Your objective -> From the line bearing "hedge with a single point per instance." down to the final line of the records below, give every line again exactly and add nothing.

[Records from a data collection]
________________________

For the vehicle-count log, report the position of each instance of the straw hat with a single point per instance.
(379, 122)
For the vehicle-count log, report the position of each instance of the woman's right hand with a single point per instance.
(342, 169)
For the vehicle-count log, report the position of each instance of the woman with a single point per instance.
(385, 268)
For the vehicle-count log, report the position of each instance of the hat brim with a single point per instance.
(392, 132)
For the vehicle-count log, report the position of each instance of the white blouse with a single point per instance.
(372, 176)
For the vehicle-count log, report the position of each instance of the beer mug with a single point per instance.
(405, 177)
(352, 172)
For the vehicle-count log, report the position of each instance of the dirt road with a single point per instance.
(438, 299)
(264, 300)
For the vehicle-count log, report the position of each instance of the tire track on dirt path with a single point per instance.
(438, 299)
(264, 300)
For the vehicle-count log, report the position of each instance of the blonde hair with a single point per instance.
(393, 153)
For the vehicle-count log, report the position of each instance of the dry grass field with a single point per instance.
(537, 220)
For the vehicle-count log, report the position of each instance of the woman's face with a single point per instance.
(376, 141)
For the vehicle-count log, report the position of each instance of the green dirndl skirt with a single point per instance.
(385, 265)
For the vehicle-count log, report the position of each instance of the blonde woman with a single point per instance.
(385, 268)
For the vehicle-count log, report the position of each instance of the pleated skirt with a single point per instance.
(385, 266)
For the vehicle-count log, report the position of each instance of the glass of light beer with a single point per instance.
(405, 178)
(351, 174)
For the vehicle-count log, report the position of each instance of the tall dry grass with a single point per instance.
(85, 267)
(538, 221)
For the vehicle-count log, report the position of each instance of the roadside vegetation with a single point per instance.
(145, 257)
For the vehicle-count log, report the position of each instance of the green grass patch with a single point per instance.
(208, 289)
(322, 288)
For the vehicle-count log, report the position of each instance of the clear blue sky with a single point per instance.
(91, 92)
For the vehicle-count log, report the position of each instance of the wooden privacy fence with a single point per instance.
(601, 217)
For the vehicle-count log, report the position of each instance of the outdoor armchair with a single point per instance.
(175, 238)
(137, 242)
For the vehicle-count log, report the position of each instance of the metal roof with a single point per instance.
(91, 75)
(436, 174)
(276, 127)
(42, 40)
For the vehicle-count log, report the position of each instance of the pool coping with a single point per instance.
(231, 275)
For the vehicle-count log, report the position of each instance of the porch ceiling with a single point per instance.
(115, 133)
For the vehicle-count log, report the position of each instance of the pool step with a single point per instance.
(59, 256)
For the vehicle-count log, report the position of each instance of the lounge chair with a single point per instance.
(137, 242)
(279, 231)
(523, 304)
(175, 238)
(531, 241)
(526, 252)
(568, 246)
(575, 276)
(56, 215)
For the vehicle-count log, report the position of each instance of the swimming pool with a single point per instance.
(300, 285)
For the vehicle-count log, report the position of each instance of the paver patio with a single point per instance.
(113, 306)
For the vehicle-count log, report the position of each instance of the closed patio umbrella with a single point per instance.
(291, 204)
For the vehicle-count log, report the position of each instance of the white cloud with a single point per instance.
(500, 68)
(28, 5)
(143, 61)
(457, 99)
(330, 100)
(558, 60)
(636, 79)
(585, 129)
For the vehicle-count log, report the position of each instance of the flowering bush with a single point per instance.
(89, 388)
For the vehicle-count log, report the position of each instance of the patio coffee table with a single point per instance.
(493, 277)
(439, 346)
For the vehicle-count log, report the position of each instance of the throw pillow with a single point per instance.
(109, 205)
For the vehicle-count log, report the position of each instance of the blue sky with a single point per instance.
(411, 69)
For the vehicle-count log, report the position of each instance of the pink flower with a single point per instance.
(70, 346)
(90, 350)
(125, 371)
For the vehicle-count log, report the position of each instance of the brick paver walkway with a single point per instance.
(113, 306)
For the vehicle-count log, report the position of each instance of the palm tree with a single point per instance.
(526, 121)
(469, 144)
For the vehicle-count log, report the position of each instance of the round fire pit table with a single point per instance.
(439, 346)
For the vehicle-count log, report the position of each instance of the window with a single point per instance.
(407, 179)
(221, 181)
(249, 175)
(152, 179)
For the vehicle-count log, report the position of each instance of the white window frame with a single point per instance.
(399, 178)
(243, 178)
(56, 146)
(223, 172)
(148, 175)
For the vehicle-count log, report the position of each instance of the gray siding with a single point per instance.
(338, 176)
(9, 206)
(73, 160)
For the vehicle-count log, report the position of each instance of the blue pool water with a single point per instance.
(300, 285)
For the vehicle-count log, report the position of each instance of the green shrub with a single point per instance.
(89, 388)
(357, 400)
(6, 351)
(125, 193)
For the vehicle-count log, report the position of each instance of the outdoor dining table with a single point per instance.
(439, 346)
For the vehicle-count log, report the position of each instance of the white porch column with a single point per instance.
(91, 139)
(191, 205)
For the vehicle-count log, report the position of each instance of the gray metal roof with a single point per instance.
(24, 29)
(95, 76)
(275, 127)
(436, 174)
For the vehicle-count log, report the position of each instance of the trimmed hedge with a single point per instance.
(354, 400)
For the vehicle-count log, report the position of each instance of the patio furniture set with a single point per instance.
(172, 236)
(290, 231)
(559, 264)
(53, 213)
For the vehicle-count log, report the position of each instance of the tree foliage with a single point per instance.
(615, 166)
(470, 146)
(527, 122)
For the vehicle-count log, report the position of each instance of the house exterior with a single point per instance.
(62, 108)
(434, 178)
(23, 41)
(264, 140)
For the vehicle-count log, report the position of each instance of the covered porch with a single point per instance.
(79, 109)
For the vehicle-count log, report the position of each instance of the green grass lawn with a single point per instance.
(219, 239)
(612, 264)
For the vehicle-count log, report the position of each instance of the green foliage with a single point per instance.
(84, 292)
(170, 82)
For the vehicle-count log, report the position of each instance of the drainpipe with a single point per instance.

________________________

Written response ->
For the vehicle-count log, report the position of each instance of the trimmed hedge with a single point per instance.
(354, 400)
For the vehicle-count log, report the position of each instance of the patio furniture set with a single point per instance.
(172, 236)
(290, 231)
(559, 264)
(53, 213)
For the vehicle-count log, report the position of each instance of the tree foliage with a single point per instance.
(615, 166)
(470, 146)
(527, 122)
For the vehicle-count log, report the position of each instance of the house exterior with a single point per instance.
(62, 108)
(434, 178)
(23, 41)
(264, 140)
For the vehicle-count log, report the position of each instance of the covered porch with a single point per instance.
(79, 109)
For the vehicle-count log, report the position of each instance of the green grass lawn with a single point per instance.
(219, 239)
(612, 264)
For the vehicle-count log, report the position of each instance of the green foliage with a single point per instance.
(84, 292)
(170, 82)
For the vehicle-count log, report the position of each instance of the drainpipe with a single point per instance.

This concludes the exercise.